INPUT FOR THIS TASK:
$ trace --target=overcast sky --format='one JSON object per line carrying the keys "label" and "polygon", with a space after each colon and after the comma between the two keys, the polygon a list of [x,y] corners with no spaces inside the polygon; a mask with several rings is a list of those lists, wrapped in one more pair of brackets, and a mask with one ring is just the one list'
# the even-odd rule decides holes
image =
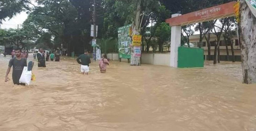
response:
{"label": "overcast sky", "polygon": [[17,14],[11,19],[6,19],[6,21],[3,21],[3,24],[1,25],[1,28],[17,28],[18,24],[22,24],[28,17],[28,14],[25,12],[22,12]]}
{"label": "overcast sky", "polygon": [[[32,0],[31,1],[33,4],[36,6],[37,5],[37,3],[34,0]],[[32,5],[30,5],[30,6],[33,7]],[[28,15],[26,12],[23,11],[17,14],[11,19],[9,20],[9,18],[7,18],[5,19],[5,21],[3,21],[3,24],[1,24],[0,28],[2,29],[17,28],[18,24],[22,24],[28,17]]]}

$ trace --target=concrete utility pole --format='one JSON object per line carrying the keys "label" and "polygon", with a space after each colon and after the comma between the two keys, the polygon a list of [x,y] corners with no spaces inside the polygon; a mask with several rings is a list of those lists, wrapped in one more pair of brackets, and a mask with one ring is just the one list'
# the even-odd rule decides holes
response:
{"label": "concrete utility pole", "polygon": [[[93,39],[96,39],[96,2],[95,0],[93,0],[93,27],[94,35]],[[93,60],[96,61],[96,47],[93,47]]]}

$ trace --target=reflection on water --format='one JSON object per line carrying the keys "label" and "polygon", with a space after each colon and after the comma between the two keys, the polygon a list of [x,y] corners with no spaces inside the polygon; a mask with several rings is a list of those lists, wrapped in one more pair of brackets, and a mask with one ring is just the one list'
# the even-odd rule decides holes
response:
{"label": "reflection on water", "polygon": [[256,130],[256,85],[242,84],[239,63],[177,69],[112,61],[100,74],[97,62],[87,76],[62,58],[35,66],[36,81],[24,87],[4,82],[8,57],[0,56],[0,131]]}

THE EXERCISE:
Please rewrite every line, not only the answers, from the line holding "trace --target=reflection on" through the final line above, both included. Multiply each coordinate in the answers by 0.9 and round it to a whole number, rounding halves up.

OUTPUT BELOW:
$ trace --target=reflection on water --format='one JSON object per line carrying the keys "label" and "polygon", with a space after each colon and after the comma between the two keys, the polygon a list of [x,y] corners with no spaces inside the polygon; a mask with several rings is a list of those lists, wrapped in one more pair of brackets, and a mask with one ring is just the one list'
# the even-odd rule decides holes
response:
{"label": "reflection on water", "polygon": [[230,117],[230,77],[218,76],[215,57],[159,62],[101,55],[90,67],[87,56],[78,68],[56,52],[32,59],[32,73],[22,78],[4,74],[7,51],[0,50],[0,118]]}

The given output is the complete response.